▸ Selected excerpt:

******************************

Caoilinn Hughes's Playlist for Her Novel "Orchid & the Wasp"

Orchid & the Wasp

In the Book Notes series, authors create and discuss a music playlist that relates in some way to their recently published book.

Previous contributors include Jesmyn Ward, Lauren Groff, Bret Easton Ellis, Celeste Ng, T.C. Boyle, Dana Spiotta, Amy Bloom, Aimee Bender, Heidi Julavits, Hari Kunzru, and many others.

Caoilinn Hughes's novel Orchid & the Wasp is an ambitious and lyrical debut with an unforgettable heroine.

Kirkus wrote of the book:

"Hughes delivers a compelling exploration of what it means to create art, skewering the arbitrary restrictions of art-world gatekeepers along the way. At the emotional heart of this book lies a darker question, though: What does it mean to make a performance of your own life, in service of your family, when the cost might be to lose them forever? As strange, musical, and carefully calculated as its unusual heroine."


In her own words, here is Caoilinn Hughes's Book Notes music playlist for her debut novel Orchid & the Wasp:



Orchid & the Wasp: A Soundtrack


I’ve written about my intense relationship with noise and my zany audio habits for LitHub. For Largehearted Boy, I wanted to share the pieces of music that I listened to obsessively while writing Orchid & the Wasp, and/or some of the music referenced within the novel. Music was a trick I used to help get me into the writing over the course of four years: though I risked losing my sanity, by playing the same tracks over and over, the familiar atmosphere and association acted as a kind of muscle memory so that I could dive quickly into the novel each day. I have listened to some of these tracks thousands of times. Tens of thousands, even. There is a lot of music in the book too, because one of the characters—Sive—is an orchestra conductor and composer. I do love music. I love silence more than anything, but that is like loving happiness: just because it’s theorizable doesn’t mean it’s obtainable or sustainable! Whereas Nils Frahm is one YouTube search away…

1. NILS FRAHM, “Toilet Brushes”

Here is Nils Frahm performing “Toilet Brushes” live at St John-at-Hackney Church.



Nils Frahm is a German musician who combines contemporary classical with electronic music, mostly working with a piano (various types at the same time!), a drum machine and synthesizer (I think). My favourite album is Spaces, which is made up of a series of live recordings from various spaces over the course of two years. Of that album, “Toilet Brushes” is the one I could have on repeat in my coffin. It is an unstoppable piece of music. It swells and surges and rolls, wave-like, tsunami-like, becoming grander and consuming more of you as it advances. Just surrender, I say. The rhythms are inimitable. I cannot watch this performance without feeling a surge of heat to my neck and face, without forgetting to breathe, without clasping my hands to my chest, wondering how it’s possible that this piece of music could exist and billions of people have not experienced it. It’s metaphysical. Its tone and temper could be described as ‘urgent’, but not in a stressful way so much as urgently life-affirming. In equal measures joyous and devastating.

2. MAURICE RAVEL, Piano Concerto for the Left Hand

Here is the wondrous Yuja Wang performing with Orchestra dell'Accademia Nazionale di Santa Cecilia (Rome, June 2016), conducted by Lionel Bringuier.

******************************

▸ Records shown:
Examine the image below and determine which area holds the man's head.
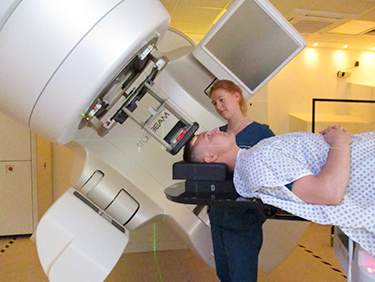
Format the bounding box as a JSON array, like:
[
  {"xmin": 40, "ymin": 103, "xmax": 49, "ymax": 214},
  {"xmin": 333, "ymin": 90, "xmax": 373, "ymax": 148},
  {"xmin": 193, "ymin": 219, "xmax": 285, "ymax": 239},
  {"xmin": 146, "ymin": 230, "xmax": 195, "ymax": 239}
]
[{"xmin": 184, "ymin": 128, "xmax": 238, "ymax": 170}]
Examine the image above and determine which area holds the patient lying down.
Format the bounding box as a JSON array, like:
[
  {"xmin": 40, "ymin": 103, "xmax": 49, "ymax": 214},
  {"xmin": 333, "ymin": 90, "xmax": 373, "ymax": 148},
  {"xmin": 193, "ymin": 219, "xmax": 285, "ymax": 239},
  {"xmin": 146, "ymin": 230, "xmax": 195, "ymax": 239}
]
[{"xmin": 184, "ymin": 126, "xmax": 375, "ymax": 256}]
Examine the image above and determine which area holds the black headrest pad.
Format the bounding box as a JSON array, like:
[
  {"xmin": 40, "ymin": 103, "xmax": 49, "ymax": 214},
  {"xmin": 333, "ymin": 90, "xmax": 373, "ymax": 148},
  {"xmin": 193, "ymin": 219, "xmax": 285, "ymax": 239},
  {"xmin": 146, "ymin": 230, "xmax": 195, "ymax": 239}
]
[{"xmin": 173, "ymin": 161, "xmax": 232, "ymax": 181}]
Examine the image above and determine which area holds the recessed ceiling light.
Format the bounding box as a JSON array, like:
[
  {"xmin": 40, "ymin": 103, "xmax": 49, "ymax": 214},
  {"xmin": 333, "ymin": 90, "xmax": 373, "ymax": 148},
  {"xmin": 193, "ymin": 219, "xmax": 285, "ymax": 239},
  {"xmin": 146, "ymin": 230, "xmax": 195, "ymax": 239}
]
[{"xmin": 329, "ymin": 20, "xmax": 375, "ymax": 34}]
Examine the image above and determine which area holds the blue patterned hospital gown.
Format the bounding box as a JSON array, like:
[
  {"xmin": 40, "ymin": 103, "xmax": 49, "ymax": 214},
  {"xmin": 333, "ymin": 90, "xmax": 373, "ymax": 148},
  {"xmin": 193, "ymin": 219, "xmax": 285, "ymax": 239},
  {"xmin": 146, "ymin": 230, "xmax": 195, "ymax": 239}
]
[{"xmin": 234, "ymin": 132, "xmax": 375, "ymax": 257}]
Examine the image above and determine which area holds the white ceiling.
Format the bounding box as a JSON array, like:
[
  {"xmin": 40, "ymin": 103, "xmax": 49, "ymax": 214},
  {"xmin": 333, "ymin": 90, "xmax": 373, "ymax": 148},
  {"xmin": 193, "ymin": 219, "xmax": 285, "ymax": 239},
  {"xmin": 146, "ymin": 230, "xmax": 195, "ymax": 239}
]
[{"xmin": 161, "ymin": 0, "xmax": 375, "ymax": 50}]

******************************

Extend the Orchid & the Wasp playlist essay, picking up right after its final sentence about the Ravel performance.

▸ In response:
This 18-minute piano concerto is an aural joy bomb. The fact that the piano part is only for the left hand makes it incredible to watch, too, and gives the piece a deep, serious sound. But it’s always working against its constraint, defying it. It doesn’t go to the seemingly-inevitable dark places (even by virtue of the fact that it’s in a major key signature), and the evasion of this is fascinating. It reminds me of a quote by poet Derek Mahon about form being the necessary cage that artists must rattle the bars of. The contrast between the restricted, rebellious piano part and the grand, romantic, glorious orchestral sections—particularly the strings and percussion in the first half—is damn satisfying. In Orchid & the Wasp, the conductor character programs this piece and, at some point in the story, when Gael observes a gallery owner who has a disability in her right hand, she echoes what her mother had said of this concerto: ‘Left hand … Closer to the heart.’ Hear hear.

3. ALT-J, “Nara”



Any Alt-J album would be my desert island disc. I could have filled this whole soundtrack with their songs. But ‘Nara’ is the song to play for the end of Chapter 4 of Orchid & the Wasp. You’ll know why if/when you read the book!! Alt-J. Alt-friggin-J. I am lost of words to describe this band. A band like no other. I wanted to include one of their lyrics as an epigraph: “Like all good fruit, the balance of life is in the ripe and ruin.” Alas, I decided it wouldn’t be right to include it, because the epigraph would have been my choice rather than the book’s choice. Sometimes what the art work and the artist want aren’t the same. But dear Higgs is that not a lyric to make a person stop writing?! This song is a love song like no other. Turn up the volume. Sink into it.

4. WITOLD LUTOSLAWSKI, “Fourth Symphony”

Recorded in live concert in 2011 at the Théâtre du Châtelet, performed here by the Orchestre Philharmonique de Radio France, conducted by Esa-Pekka Salonen.



The opening of this 22-minute symphony is slow and seductive, until glissando on the strings clears the palate for a trumpet to announce the first theme boldly, taken up by more tentatively by the clarinet and the piano—later, a flute. This kind of instrument-by-instrument handholding creates such intimacy and intensity (not to mention intricacy), remaining impossibly (excruciatingly?) delicate somehow. The harp dapples in the background, hinting at below-the-surface activity that will inevitable arrive and explode into sound… but when??? Minute 6.58! The time signatures change throughout, and Lutoslawski introduces an element of chance into his rhythms (an aleatoric technique) that forces the conductor to cease conducting at various points (this is a masterpiece in conducting by Salonen, by the way). The range and complexity is just awesome. The piece gets more description in Orchid & the Wasp when Sive is studying its score.

5. PRINCE DU PANTHA, “Satellite Sniper”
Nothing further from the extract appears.